**Extract**:
1 Setup

Install required packages (only if the packages have not been installed before):

installed <- rownames(installed.packages())
required <- c("tidyverse",
              "tidylog",
              "here",
              "readxl",
              "sf",
              "DBI",
              "RSQLite",
              "digest",
              "testthat"
)
if (!all(required %in% installed)) {
  install.packages(required[!required %in% installed])
}

Load packages:

library(tidyverse)      # To do data science
library(tidylog)        # To provide feedback on dplyr functions
library(here)           # To find files
library(readxl)         # To read Excel files
library(sf)             # To convert coordinate systems
library(DBI)            # To work with databases
library(RSQLite)        # To work with SQLite databases in R
library(digest)         # To create hashes
library(testthat)       # To perform tests

2 Read source data

Create a data frame occurrences from the source data:

occurrences <- readxl::read_excel(
  path = here("data", "raw", "rivierkreeften_ANB september 2022.xlsx")) %>%
  mutate(datum = as.character(.data$datum),
         x = as.character(x))

Preview data:

occurrences %>% head(n = 5)

3 Process source data

Define vector with the IAS crayfishes of interest:

ias_crayfishes <- c(
  "Pontastacus leptodactylus", 
  "Pacifastacus leniusculus", 
  "Faxonius limosus",
  "Faxonius rusticus",
  "Procambarus clarkii",
  "Procambarus acutus",
  "Procambarus fallax"
)

3.1 Tidy data

Pivot data to convert the columns Pontastacus leptodactylus, Pacifastacus leniusculus, Faxonius limosus, Faxonius rusticus, Procambarus clarkii, Procambarus acutus and Procambarus fallax in two columns called species and n:

occurrences <- 
  occurrences %>%
  tidyr::pivot_longer(
    cols = one_of(ias_crayfishes), 
    names_to = "species", 
    values_to = "n"
  )

Set n to 0 if NA:

occurrences <- 
  occurrences %>%
  mutate(n = if_else(is.na(.data$n), 0, .data$n))

Example tidy transformation:

occurrences %>% 
  select(locatie, species, n) %>%
  head(20)

**Provided data**:
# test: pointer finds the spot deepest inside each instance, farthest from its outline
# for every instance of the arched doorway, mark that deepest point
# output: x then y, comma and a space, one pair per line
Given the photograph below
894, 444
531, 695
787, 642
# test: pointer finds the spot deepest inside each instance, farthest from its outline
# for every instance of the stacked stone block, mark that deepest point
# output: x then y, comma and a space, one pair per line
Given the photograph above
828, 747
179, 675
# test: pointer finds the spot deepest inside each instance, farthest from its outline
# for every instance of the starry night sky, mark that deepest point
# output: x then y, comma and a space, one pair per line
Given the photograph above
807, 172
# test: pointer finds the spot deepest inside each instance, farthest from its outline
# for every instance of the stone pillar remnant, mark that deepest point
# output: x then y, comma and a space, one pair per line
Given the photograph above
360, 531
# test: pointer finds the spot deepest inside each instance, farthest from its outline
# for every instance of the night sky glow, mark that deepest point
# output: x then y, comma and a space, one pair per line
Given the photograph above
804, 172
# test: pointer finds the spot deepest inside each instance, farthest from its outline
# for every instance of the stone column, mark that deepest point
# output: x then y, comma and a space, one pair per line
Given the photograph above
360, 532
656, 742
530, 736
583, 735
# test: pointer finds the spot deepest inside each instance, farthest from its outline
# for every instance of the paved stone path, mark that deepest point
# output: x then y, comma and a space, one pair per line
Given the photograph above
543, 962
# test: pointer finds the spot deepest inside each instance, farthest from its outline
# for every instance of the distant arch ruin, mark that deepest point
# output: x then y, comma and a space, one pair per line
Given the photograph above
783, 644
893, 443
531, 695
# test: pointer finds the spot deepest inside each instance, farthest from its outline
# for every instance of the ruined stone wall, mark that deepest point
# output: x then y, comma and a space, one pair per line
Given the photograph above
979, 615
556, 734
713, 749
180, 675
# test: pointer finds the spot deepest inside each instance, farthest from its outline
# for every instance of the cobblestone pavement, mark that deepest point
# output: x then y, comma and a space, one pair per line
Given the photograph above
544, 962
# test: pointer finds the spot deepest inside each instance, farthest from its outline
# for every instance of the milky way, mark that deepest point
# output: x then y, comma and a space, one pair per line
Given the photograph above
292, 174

==

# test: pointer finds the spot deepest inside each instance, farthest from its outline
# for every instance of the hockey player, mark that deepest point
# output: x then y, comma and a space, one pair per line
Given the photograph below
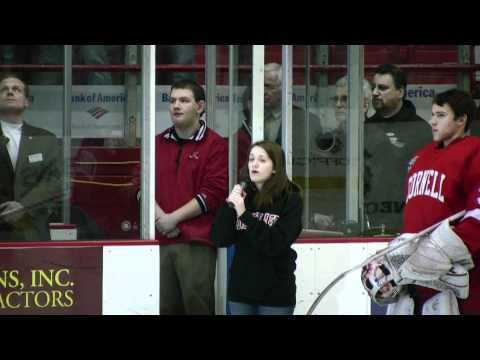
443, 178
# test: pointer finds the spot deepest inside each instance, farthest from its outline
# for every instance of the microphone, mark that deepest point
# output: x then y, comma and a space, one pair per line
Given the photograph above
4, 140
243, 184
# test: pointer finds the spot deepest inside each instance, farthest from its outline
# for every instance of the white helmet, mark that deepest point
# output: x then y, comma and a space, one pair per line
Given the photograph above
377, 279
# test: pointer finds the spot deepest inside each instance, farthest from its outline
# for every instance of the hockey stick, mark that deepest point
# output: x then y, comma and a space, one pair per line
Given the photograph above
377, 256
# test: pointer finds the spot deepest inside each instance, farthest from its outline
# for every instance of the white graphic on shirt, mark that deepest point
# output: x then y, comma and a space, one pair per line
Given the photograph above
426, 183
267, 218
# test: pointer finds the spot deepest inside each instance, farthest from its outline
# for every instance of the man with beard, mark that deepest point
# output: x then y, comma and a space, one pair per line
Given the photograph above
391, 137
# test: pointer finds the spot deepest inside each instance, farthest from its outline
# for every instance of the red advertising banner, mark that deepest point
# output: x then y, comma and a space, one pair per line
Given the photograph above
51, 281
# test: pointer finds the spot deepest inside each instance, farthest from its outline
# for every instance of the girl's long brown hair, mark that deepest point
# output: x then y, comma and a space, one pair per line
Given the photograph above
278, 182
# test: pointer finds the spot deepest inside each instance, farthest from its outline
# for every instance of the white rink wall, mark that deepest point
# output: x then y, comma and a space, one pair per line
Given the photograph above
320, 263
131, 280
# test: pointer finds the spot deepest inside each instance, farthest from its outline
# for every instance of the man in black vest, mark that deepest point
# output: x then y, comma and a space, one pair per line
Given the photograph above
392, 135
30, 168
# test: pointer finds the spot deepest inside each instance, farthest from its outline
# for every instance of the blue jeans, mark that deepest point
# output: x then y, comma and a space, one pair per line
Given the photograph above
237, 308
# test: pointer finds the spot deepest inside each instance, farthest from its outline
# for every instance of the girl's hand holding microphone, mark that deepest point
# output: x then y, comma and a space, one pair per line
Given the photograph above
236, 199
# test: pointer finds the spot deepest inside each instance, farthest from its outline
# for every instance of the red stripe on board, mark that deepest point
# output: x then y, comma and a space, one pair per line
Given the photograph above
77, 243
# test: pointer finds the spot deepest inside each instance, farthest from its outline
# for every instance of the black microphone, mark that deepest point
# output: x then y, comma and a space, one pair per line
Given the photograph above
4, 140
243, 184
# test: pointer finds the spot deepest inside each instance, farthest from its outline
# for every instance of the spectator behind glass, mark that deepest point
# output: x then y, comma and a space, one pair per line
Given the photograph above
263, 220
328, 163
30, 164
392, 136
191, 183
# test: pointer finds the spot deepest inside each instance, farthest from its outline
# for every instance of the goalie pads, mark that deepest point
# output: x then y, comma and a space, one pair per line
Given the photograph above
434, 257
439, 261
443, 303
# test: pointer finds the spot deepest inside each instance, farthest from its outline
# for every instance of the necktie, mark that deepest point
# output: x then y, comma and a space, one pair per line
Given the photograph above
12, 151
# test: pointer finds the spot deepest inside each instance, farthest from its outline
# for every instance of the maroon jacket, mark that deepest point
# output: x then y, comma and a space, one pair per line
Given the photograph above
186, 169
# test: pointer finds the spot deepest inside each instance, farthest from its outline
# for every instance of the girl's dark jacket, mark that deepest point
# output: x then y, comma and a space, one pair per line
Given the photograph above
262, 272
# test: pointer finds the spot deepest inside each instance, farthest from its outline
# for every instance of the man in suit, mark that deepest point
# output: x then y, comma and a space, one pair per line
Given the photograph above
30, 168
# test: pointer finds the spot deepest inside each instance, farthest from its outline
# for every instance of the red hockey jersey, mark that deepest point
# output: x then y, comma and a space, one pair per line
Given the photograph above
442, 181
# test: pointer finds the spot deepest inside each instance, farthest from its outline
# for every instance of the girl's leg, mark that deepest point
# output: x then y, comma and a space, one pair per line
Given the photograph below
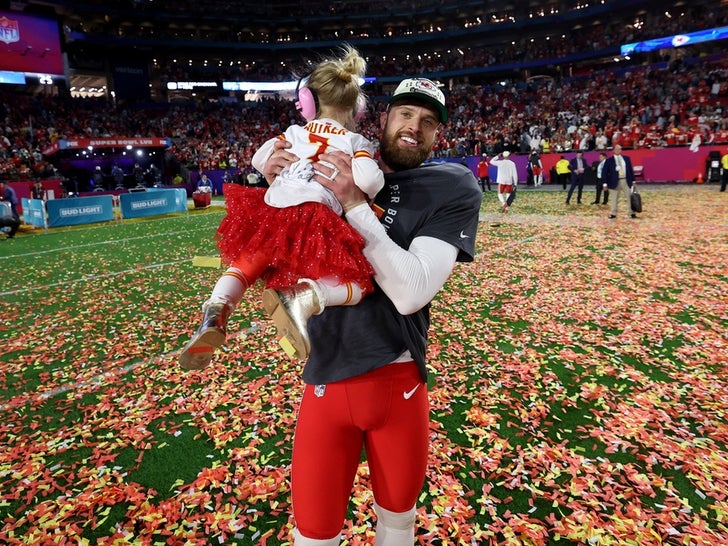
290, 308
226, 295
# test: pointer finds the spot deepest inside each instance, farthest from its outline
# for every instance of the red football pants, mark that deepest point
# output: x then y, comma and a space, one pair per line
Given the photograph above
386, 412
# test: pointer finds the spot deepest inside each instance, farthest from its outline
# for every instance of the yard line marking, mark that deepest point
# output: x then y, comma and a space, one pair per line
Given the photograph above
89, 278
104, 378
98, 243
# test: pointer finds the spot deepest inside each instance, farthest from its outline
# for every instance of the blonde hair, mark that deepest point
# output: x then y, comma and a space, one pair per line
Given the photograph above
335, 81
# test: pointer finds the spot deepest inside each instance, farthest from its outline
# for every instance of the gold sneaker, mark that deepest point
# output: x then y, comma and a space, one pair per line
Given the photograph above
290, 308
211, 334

* * *

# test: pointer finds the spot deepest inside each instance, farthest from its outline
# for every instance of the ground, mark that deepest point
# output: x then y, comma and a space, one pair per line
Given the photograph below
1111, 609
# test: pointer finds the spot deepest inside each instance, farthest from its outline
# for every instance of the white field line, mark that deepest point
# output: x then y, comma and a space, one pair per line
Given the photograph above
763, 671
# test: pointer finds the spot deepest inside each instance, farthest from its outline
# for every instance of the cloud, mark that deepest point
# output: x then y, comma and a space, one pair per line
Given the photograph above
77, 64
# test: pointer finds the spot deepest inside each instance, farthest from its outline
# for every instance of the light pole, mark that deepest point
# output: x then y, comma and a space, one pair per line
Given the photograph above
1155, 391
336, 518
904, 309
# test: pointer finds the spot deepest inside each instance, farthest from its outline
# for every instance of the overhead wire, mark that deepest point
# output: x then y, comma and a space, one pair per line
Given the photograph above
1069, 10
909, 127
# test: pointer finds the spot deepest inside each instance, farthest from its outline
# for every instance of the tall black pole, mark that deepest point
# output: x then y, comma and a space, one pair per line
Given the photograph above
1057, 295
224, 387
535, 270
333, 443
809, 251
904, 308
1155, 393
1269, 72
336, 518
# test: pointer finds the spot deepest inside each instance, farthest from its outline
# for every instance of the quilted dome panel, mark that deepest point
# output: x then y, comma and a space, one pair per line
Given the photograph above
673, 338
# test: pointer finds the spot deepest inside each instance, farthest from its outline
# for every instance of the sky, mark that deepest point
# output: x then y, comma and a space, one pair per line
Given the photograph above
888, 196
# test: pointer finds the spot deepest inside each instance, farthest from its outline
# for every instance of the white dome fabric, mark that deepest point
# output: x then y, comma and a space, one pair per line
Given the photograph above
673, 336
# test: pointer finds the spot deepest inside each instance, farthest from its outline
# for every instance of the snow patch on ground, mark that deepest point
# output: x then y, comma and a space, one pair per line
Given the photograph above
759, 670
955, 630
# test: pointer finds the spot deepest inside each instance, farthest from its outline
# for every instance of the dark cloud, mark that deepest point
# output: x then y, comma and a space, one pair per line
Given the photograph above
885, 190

**Objective**:
Rename "occurrences" to "observations" in the crayfish script and write out its lines between "2 Read source" and "x = as.character(x))", inclusive.

**Full output**:
2 Read source data

Create a data frame observations from the source data:

observations <- readxl::read_excel(
  path = here("data", "raw", "rivierkreeften_ANB september 2022.xlsx")) %>%
  mutate(datum = as.character(.data$datum),
         x = as.character(x))